** Opening Text block block **
The nature of the debts and Debtor's income and expenses have been discussed above. Debtor appears to live a reasonably conservative lifestyle and has reaffirmed only one debt in his bankruptcy, and that is the lease on his truck. As for Plaintiff's income and expenses, her current state of affairs may be best described as financially oppressive. Plaintiff's daughter and grandson reside with Plaintiff. In addition to attending college full-time, Plaintiff's daughter is employed full-time and contributes toward the household expenses. Plaintiff operates a licensed day-care facility out of the home, and her net monthly income is $895 while her monthly expenses are in the vicinity of $1,469. Plaintiff owes $25,000 to various creditors, including $12,454 to People's Bank of Pana, which is the amount remaining due on a consolidation loan used to pay off the joint marital debts assigned to her. Clearly, the Plaintiff lacks the ability to repay the subject debt in this case.
However, under these circumstances, the effect on Plaintiff's financial condition of discharging the subject debt is minimal. Month after month, Plaintiff's household budget runs a deficit of hundreds of dollars. Meanwhile, Plaintiff carries (but, of course, is unable to service) a sizeable debt load of her own. In addition, the divorce court allocated to Debtor approximately $18,000 in joint debts, of which $12,000 remain due. Debtor's discharge will relieve him of those obligations; however, as if things were not bad enough for Plaintiff, she will most likely be pursued in collection efforts by many of those creditors. Holding Debtor's $5,364.01 debt to Plaintiff nondischargeable would be too little too late to financially salvage Plaintiff. The effect of granting Plaintiff a judgment of nondischargeability against Debtor would be minimal, in part because the largest single component of the judgment would be $2,500 in attorney fees. Because Plaintiff is not currently paying that obligation herself, a judgment against Debtor in her favor would not improve her monthly financial deficit its effect would be a virtual wash. Even if Plaintiff were awarded all she asks for in Count II of her Complaint, Plaintiff's budget indicates that she would continue to fall deeper and deeper in debt each month. This is one of the all-to-common instances in which "(a) discharge of debts by both parties strikes the Court as the most sensible solution to the combined problems of the Plaintiff and the Debtor." In re Hill, supra at 756. See also In re Morris, 193 B.R. 949, 954 (Bankr.N.D.Ill.1996); In re Hesson, supra at 240. Consequently, the Court finds that under § 523(a)(15)(B), the detriment to Plaintiff of discharging the debts does not exceed the benefit to Debtor.
** Closing Text block block **
** Opening Excerpted records block **
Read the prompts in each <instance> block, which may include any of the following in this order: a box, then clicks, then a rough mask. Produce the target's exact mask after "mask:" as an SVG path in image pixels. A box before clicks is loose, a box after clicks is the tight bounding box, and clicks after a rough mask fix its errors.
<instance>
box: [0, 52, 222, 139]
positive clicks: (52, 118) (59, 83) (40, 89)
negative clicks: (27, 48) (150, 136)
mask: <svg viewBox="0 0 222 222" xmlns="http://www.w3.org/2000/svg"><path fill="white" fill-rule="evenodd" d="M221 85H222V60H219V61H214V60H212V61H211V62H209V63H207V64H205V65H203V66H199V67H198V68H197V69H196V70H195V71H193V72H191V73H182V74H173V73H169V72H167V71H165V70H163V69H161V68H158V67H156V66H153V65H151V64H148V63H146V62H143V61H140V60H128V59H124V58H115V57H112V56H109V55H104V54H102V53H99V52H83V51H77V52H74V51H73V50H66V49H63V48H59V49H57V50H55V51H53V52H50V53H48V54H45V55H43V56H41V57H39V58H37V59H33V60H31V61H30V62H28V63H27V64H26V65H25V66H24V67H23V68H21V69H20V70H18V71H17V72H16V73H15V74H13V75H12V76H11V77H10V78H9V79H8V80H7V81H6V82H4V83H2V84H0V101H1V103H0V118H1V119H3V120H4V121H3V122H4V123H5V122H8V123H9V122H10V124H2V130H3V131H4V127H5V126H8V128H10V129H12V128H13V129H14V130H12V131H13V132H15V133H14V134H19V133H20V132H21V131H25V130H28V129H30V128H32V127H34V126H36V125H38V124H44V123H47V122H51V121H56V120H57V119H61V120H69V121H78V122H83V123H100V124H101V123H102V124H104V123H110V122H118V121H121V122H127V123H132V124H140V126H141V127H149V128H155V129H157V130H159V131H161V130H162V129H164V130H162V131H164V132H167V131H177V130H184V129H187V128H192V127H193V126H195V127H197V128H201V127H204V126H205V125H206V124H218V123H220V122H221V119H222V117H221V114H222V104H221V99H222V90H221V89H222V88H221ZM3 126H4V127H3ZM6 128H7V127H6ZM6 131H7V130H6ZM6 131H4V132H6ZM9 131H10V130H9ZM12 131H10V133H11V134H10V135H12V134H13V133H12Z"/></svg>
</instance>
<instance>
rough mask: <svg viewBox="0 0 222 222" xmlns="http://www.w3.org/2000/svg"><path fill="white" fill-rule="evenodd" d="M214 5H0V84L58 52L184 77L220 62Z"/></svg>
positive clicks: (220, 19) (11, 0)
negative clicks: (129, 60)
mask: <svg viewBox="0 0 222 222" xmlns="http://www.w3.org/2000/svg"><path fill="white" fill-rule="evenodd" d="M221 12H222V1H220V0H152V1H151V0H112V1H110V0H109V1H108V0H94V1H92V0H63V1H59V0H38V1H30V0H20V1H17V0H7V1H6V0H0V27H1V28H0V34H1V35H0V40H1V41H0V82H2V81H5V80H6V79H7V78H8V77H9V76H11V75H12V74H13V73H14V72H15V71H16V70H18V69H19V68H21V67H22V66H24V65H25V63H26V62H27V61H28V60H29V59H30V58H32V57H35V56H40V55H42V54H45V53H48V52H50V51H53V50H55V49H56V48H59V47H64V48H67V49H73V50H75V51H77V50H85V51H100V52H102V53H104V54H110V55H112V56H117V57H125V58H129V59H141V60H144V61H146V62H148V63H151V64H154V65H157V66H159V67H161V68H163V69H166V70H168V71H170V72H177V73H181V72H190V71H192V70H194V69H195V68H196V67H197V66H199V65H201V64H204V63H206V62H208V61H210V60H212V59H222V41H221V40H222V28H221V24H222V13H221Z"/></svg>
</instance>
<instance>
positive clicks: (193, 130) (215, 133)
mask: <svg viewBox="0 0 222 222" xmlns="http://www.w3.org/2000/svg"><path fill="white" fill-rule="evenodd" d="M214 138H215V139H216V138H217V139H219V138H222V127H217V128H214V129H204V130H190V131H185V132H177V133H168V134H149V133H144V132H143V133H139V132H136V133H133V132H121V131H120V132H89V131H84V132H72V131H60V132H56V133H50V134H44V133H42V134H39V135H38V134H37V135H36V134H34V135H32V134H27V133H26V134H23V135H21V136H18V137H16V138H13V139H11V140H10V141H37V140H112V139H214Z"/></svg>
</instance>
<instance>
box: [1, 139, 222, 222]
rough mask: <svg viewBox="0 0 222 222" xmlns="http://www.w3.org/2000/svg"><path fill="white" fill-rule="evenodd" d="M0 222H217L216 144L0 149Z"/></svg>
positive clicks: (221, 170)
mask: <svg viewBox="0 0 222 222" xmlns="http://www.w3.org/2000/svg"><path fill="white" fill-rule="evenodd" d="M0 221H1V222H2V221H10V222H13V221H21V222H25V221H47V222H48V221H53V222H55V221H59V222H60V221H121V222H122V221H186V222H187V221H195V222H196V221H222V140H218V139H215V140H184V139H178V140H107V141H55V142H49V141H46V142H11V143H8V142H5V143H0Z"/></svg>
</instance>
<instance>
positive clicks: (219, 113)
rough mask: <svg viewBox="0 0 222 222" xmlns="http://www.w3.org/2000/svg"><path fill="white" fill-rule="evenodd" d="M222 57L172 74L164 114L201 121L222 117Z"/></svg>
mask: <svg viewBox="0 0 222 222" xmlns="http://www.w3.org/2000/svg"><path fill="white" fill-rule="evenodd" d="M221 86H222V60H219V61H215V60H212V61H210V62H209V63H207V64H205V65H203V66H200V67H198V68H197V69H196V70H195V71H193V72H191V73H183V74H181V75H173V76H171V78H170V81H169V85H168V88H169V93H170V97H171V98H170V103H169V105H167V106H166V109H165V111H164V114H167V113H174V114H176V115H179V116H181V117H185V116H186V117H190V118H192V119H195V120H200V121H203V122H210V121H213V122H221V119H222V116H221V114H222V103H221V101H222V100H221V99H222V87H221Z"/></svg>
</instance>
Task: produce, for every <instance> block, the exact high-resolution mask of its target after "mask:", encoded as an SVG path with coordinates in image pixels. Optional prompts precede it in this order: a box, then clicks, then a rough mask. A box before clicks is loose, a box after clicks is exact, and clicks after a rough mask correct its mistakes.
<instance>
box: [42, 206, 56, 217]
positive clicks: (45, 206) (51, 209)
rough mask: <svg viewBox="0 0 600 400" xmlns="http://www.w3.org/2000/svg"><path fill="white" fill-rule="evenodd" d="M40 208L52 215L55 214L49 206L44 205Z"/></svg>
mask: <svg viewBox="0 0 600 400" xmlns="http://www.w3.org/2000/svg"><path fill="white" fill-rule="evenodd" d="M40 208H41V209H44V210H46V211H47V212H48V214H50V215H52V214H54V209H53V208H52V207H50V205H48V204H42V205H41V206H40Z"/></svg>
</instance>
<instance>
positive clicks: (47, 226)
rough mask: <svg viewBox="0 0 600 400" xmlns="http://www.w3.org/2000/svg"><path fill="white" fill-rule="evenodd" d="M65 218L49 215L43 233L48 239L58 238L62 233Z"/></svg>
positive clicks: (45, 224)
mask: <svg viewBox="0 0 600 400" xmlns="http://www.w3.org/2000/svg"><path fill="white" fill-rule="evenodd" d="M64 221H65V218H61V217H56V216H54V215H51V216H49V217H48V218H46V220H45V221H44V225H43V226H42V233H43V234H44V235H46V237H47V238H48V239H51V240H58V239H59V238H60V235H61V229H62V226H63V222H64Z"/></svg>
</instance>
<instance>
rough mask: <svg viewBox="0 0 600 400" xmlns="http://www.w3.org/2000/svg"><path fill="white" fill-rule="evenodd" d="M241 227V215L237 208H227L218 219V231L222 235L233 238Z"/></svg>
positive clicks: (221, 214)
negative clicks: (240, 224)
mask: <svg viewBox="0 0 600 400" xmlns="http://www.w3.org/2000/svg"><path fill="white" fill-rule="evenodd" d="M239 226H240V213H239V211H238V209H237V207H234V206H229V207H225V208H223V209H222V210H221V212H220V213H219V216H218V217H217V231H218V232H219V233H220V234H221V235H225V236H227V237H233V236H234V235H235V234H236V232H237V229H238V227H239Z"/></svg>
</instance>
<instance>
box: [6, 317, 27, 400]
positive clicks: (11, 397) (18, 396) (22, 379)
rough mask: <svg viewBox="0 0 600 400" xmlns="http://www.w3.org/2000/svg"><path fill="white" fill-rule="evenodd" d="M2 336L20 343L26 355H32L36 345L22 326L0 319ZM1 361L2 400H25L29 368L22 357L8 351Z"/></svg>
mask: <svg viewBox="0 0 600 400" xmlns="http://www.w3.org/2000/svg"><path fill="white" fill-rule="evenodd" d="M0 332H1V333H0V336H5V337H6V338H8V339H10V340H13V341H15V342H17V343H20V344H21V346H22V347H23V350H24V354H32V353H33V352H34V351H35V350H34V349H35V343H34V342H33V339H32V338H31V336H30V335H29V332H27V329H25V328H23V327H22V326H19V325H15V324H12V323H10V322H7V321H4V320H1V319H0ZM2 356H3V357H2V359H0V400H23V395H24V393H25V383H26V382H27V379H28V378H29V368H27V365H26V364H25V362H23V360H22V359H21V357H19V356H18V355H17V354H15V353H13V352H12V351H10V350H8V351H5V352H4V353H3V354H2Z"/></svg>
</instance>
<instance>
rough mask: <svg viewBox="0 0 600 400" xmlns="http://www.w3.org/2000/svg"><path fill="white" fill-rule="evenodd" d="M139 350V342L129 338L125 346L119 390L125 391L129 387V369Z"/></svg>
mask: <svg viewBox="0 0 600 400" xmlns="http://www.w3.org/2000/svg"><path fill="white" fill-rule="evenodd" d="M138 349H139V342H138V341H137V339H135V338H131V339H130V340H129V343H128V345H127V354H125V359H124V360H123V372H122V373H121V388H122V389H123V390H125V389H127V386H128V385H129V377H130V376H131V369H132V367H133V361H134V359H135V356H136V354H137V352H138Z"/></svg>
** Closing Excerpted records block **
Written task: Can you continue the bankruptcy court's discussion of the discharge dispute, starting right after its last sentence?

Answer area:
For the reasons set forth above, Plaintiff has failed to satisfy the requisite elements of § 523(a)(15)(B) of the Bankruptcy Code. Accordingly, Count II of Plaintiff's Complaint is hereby denied, and Debtor's debt to Plaintiff of $5,364.01 pursuant to the Supplemental Judgment for Dissolution of Marriage is dischargeable in Debtor's bankruptcy.
This Opinion is to serve as Findings of Fact and Conclusions of Law pursuant to Rule 7052 of the Rules of Bankruptcy Procedure.
See written Order.
ORDER
For the reasons set forth in an Opinion entered this day,
IT IS THEREFORE ORDERED that Debtor's obligation to Plaintiff of $5,364.01 be *107 and is hereby dischargeable in Debtor's bankruptcy.